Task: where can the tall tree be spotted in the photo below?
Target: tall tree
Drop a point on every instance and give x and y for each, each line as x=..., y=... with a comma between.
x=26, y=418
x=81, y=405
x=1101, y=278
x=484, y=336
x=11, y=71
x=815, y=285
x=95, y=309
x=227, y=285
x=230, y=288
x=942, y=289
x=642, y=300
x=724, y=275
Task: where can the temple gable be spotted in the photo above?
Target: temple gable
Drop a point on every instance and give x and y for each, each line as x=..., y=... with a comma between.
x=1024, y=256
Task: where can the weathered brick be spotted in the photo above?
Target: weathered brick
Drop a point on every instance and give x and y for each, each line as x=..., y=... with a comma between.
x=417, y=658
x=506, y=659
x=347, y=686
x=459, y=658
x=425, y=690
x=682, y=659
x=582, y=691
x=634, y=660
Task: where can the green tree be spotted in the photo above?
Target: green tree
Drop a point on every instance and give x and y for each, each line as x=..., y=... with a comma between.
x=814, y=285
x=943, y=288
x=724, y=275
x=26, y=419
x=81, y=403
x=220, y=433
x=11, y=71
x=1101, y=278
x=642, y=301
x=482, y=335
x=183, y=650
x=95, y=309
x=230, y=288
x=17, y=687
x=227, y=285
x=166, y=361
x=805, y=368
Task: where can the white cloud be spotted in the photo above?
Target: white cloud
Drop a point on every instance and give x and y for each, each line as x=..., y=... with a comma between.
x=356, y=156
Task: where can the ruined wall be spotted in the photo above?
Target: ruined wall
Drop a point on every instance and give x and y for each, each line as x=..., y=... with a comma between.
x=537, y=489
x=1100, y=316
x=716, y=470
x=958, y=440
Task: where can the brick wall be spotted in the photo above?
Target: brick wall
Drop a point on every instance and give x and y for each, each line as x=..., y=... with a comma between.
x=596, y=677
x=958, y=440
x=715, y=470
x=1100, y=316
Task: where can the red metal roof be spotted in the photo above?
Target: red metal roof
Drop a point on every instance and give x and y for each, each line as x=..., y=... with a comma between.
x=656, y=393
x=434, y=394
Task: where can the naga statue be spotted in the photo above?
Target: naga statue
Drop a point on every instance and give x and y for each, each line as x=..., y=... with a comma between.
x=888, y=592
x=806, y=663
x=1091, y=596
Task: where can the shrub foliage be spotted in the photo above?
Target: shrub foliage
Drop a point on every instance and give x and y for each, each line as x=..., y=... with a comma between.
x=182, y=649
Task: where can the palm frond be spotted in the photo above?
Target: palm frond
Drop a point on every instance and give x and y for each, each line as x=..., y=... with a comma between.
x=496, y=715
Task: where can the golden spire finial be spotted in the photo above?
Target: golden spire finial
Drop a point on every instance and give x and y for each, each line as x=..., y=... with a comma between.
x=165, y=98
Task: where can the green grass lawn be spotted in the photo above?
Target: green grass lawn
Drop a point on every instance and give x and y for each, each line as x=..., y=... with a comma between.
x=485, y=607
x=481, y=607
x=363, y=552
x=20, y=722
________________
Reproduce everything from the start of the rows down to the line containing "x=805, y=368", both ends included, keeping every non-coordinate line unchanged. Scale each x and y coordinate by 0.5 and round to a whole number, with halves rounded up.

### EXERCISE RESPONSE
Task: where can the tall tree be spotted in the photo below?
Target: tall tree
Drop a point on every instance and give x and y for each, each line as x=..., y=... with a comma between.
x=13, y=209
x=41, y=203
x=551, y=139
x=242, y=168
x=6, y=36
x=408, y=143
x=48, y=155
x=114, y=143
x=115, y=144
x=471, y=145
x=321, y=150
x=362, y=138
Task: where can the temple gable be spotted in the photo above?
Target: temple gable
Drop a point on every instance and give x and y for each, each line as x=..., y=... with a comma between.
x=512, y=128
Task: where can the weathered brick be spotted in the photo above?
Target: weathered brick
Drop a point on every instance and give x and y for each, each line as x=..., y=... with a comma between.
x=209, y=329
x=253, y=330
x=174, y=343
x=230, y=329
x=213, y=345
x=341, y=330
x=291, y=346
x=317, y=330
Task: where can the green tree be spotted in the photo above?
Target: green tree
Drop a point on every instance and give x and y for each, each line as x=..., y=... with a comma between.
x=407, y=143
x=472, y=144
x=362, y=138
x=13, y=210
x=41, y=202
x=110, y=217
x=6, y=36
x=551, y=139
x=321, y=151
x=241, y=168
x=92, y=325
x=48, y=155
x=115, y=144
x=9, y=344
x=114, y=143
x=83, y=181
x=403, y=184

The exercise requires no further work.